### [Description of the task]
Reproduce the lines below, swapping every "instance" for "occurrence" and leaving all else unchanged.

— START Dataset records —

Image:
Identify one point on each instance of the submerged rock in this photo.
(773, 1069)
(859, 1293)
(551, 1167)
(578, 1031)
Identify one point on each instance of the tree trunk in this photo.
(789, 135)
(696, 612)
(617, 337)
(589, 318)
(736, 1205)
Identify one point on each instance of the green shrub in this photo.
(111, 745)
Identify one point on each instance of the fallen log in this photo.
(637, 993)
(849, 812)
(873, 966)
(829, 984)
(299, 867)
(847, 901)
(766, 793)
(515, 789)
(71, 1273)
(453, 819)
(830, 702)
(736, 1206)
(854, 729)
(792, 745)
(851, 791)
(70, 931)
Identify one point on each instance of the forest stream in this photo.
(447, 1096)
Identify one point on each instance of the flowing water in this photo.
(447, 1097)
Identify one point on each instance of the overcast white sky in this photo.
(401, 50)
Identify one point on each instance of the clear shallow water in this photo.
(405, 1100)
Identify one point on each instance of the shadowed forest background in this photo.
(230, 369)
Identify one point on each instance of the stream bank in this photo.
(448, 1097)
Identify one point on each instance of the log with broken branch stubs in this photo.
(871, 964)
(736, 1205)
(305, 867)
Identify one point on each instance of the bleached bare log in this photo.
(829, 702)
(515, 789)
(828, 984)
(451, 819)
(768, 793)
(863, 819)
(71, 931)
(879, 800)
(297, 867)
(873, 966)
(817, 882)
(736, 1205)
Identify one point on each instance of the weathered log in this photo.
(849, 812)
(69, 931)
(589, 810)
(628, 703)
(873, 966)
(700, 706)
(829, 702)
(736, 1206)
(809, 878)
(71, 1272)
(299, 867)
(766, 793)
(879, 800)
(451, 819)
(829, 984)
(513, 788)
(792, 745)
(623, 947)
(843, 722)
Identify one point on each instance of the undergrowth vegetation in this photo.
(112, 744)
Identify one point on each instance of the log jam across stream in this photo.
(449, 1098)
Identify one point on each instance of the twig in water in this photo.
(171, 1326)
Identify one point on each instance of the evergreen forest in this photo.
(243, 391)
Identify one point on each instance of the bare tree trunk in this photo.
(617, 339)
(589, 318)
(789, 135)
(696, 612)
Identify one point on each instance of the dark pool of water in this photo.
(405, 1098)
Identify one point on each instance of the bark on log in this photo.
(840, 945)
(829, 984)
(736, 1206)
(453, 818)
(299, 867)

— END Dataset records —

### [The response]
Image:
Identify one point on each occurrence of the submerged rock in this photo.
(773, 1069)
(859, 1293)
(551, 1167)
(578, 1031)
Identify one point on each occurrence of the tree trunk in this photo.
(789, 135)
(696, 612)
(617, 337)
(589, 318)
(736, 1205)
Identify one point on each occurrence of the green shrub in this photo.
(111, 745)
Identify one point on each occurrence of the fallen log in this photo.
(637, 993)
(849, 812)
(873, 966)
(829, 984)
(299, 867)
(847, 901)
(766, 793)
(515, 789)
(71, 1273)
(453, 819)
(830, 702)
(736, 1206)
(854, 729)
(792, 745)
(851, 791)
(70, 931)
Identify one point on each occurrence of the forest stream in this photo.
(447, 1096)
Identify one point on each occurrence of the flowing water in this photo.
(447, 1097)
Identify one point on each occurrence of the overcast white sky in this photo.
(401, 50)
Identify one point on each occurrence of the clear shallow water in this photo.
(405, 1100)
Identify one point on each occurrence of the shadowed forest background in this photo.
(230, 369)
Identify one point on each occurrence of the stream bank in this photo.
(448, 1097)
Identify one point on each occurrence of the log with broken branch stubs in this photo.
(871, 964)
(736, 1205)
(305, 867)
Identify one point on each occurrence of the bleached bare log in this photo.
(829, 702)
(515, 789)
(828, 984)
(451, 819)
(768, 793)
(863, 819)
(71, 931)
(879, 800)
(297, 867)
(873, 966)
(817, 882)
(736, 1205)
Identify one point on each occurrence of the weathered log in this photo.
(849, 812)
(69, 931)
(589, 810)
(628, 703)
(873, 966)
(700, 706)
(829, 702)
(736, 1206)
(809, 878)
(71, 1272)
(299, 867)
(766, 793)
(879, 800)
(451, 819)
(829, 984)
(513, 788)
(792, 745)
(623, 947)
(843, 722)
Identify one point on each occurrence of the undergrowth vegetation in this photo.
(112, 744)
Identify one point on each occurrence of the log jam across stream in this photo.
(449, 1098)
Identify one point on each occurrence of the twig in water in this photo.
(171, 1326)
Identify one point on each occurrence of the evergreen forest in this photo.
(243, 391)
Identify one point on each occurrence of the bare tree trunk in this photo.
(617, 339)
(589, 318)
(789, 135)
(696, 612)
Identify one point on each occurrence of the dark pool of water in this photo.
(405, 1098)
Identify one point on each occurrence of the bark on log in this photo.
(840, 945)
(829, 984)
(736, 1206)
(453, 818)
(299, 867)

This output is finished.